Goal =
Render every line of the rows below as a Markdown table with two columns, Num for the line's number and Content for its text. Leave out blank lines.

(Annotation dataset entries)
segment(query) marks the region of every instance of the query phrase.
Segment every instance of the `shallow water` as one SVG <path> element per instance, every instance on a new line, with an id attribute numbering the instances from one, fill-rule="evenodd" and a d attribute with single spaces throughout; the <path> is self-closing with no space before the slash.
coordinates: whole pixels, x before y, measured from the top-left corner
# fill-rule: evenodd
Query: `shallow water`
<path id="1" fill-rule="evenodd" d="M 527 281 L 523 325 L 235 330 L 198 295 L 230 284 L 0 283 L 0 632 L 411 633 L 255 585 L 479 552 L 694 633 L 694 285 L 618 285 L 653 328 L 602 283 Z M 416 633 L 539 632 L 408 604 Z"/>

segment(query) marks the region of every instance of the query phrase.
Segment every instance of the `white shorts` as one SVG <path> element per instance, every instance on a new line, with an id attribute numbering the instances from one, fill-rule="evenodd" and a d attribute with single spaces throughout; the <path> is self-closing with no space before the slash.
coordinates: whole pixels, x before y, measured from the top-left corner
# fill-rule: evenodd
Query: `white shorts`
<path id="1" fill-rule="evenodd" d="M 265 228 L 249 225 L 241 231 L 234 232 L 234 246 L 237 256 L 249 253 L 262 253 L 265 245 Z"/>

Complete answer =
| Num | Content |
|---|---|
| 1 | segment(query) marks the region of every instance of the query phrase. |
| 2 | Segment every instance of the `shallow water` as one SVG <path> element per instance, every instance on a new line, with an id attribute numbering the instances from one, fill-rule="evenodd" and a d attribute with single spaces throughout; the <path> is self-closing with no space before the slash. |
| 3 | coordinates: whole pixels, x before y, measured from the top-left corner |
| 4 | # fill-rule: evenodd |
| 5 | Query: `shallow water` |
| 6 | <path id="1" fill-rule="evenodd" d="M 527 281 L 523 325 L 235 330 L 198 295 L 230 284 L 0 283 L 0 632 L 411 633 L 255 585 L 479 552 L 694 633 L 694 285 L 618 285 L 653 328 L 602 283 Z M 416 633 L 539 632 L 408 604 Z"/> |
| 7 | segment(query) marks the region of every instance of the query phrase. |
| 8 | Segment every instance of the `white shorts` as one SVG <path> element per instance, every instance on a new line, with an id attribute numbering the instances from one, fill-rule="evenodd" and a d attribute with single spaces throughout; the <path> is self-closing with no space before the slash. |
| 9 | coordinates: whole pixels, x before y, measured from the top-left corner |
| 10 | # fill-rule: evenodd |
| 11 | Query: `white shorts` |
| 12 | <path id="1" fill-rule="evenodd" d="M 265 228 L 249 225 L 241 231 L 234 232 L 234 246 L 237 256 L 249 253 L 262 253 L 265 245 Z"/> |